* _TASKS TO CARRY OUT_:
**a)** According to the article on Utah's inversion study, why were pollutants at unhealthy levels on the days that hit the "Red Day" zone? Answer in one to three sentences.
**b)** Reproduce verbatim the part of the article on Utah's inversion study that opens with the words containing "Published: Tuesday, Feb." and closes with "nonattainment pollution zones.".
**c)** Answer these questions using the article on Utah's inversion study:
(i) How much funding did the National Science Foundation give the project?
(ii) How long is the multi-agency probe planned to last?
(iii) Who is the lead scientist on the project?

* _EXCERPT PROVIDED_:
::::::::

New study aims to capture information on Utah's inversion

Published: Tuesday, Feb. 2 2010 9:37 p.m. MST

SALT LAKE CITY — The largest field study in a decade of Utah's wintertime inversions is being launched after the National Science Foundation signed off on the project with $1.3 million in funding.

Researchers from the University of Utah and other institutions are beginning the three-year multi-agency probe that will also tap university students for exhaustive field work. Plans are to involve the public as well through social networking tools such as Facebook.

The announcement comes on the heels of a challenge issued last week by Gov. Gary Herbert and other local leaders who urged Utahns to embrace a statewide "Clean Air Challenge," and in advance of a teleconference of air quality board members who have been wrangling with the EPA over Utah's nonattainment pollution zones.

Multiple days in December and last month hit the "Red Day" zone, meaning pollutants were at unhealthy levels because they were trapped along the Wasatch Front's valley floors and in the cold air of Cache County.

At times this winter, the greater Salt Lake City area has harbored the most polluted air in the United States, according to the EPA. The study will attempt to better understand winter inversion conditions that precipitate poor air quality.

"We suffered from poor air quality for the latter part of December and most of January," said John Horel, a U. atmospheric sciences professor and one of the three co-principal investigators for the project. "This study is going to identify the weather that contributes to the development, maintenance and breakup of these inversions."

Such inversions are made worse because "fog and low clouds often form within the cold-air pool, which affects the air pollution chemistry, besides leading to reduced visibility on roads and flight delays at the Salt Lake City International Airport," said the U.'s David Whiteman, lead scientist and research professor of atmospheric sciences. Whiteman is also a co-principal investigator on the project.

::::::::

Dataset entries:
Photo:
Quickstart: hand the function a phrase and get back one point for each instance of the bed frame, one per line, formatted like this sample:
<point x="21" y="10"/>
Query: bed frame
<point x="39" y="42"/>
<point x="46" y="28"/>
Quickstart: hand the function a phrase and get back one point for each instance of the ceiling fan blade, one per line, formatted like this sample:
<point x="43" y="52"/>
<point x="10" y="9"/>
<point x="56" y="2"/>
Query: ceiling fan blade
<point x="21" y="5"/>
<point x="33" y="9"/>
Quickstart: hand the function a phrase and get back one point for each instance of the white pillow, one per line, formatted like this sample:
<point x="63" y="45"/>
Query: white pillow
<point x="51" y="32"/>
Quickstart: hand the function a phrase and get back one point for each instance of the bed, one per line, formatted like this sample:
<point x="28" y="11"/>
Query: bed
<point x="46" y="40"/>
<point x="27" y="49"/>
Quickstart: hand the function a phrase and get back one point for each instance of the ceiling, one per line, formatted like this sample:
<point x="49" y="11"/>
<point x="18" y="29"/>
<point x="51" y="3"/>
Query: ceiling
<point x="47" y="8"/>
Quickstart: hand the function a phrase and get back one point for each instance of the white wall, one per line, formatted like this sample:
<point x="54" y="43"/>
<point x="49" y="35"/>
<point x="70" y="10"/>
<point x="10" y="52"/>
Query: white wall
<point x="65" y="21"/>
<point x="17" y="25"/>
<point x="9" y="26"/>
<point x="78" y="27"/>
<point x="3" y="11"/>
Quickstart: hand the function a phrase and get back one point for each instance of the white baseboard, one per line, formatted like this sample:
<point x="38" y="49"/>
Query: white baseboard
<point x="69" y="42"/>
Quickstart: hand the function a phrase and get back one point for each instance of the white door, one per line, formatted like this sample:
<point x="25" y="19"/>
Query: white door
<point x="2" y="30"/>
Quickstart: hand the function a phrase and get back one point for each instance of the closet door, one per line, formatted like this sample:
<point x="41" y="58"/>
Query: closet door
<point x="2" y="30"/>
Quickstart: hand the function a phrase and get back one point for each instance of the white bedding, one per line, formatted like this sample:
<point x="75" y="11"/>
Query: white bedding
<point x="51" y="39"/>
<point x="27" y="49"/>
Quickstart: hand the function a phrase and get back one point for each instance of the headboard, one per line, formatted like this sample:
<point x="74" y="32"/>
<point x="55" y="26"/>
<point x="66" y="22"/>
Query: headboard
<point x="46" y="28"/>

::::::::

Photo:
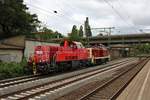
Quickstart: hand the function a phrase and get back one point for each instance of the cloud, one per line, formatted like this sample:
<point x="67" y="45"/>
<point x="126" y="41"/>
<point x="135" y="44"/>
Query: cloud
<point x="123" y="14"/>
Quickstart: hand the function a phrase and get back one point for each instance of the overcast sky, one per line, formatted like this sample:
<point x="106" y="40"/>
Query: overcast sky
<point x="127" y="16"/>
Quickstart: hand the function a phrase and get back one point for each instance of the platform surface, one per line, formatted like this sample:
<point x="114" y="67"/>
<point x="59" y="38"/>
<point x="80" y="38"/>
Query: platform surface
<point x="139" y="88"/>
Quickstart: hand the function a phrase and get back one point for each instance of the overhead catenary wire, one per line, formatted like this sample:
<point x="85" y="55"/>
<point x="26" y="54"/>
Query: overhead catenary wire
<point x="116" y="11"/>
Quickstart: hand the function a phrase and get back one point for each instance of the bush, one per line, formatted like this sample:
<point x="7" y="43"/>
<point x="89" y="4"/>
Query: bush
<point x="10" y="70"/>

::::::::

* _SOLUTIONS PER TASK_:
**a)** Pollutants reached unhealthy levels because they were trapped along the Wasatch Front's valley floors and in the cold air of Cache County.

**b)**
Published: Tuesday, Feb. 2 2010 9:37 p.m. MST

SALT LAKE CITY — The largest field study in a decade of Utah's wintertime inversions is being launched after the National Science Foundation signed off on the project with $1.3 million in funding.

Researchers from the University of Utah and other institutions are beginning the three-year multi-agency probe that will also tap university students for exhaustive field work. Plans are to involve the public as well through social networking tools such as Facebook.

The announcement comes on the heels of a challenge issued last week by Gov. Gary Herbert and other local leaders who urged Utahns to embrace a statewide "Clean Air Challenge," and in advance of a teleconference of air quality board members who have been wrangling with the EPA over Utah's nonattainment pollution zones.

**c)**
(i) $1.3 million.
(ii) Three years.
(iii) David Whiteman, research professor of atmospheric sciences at the U.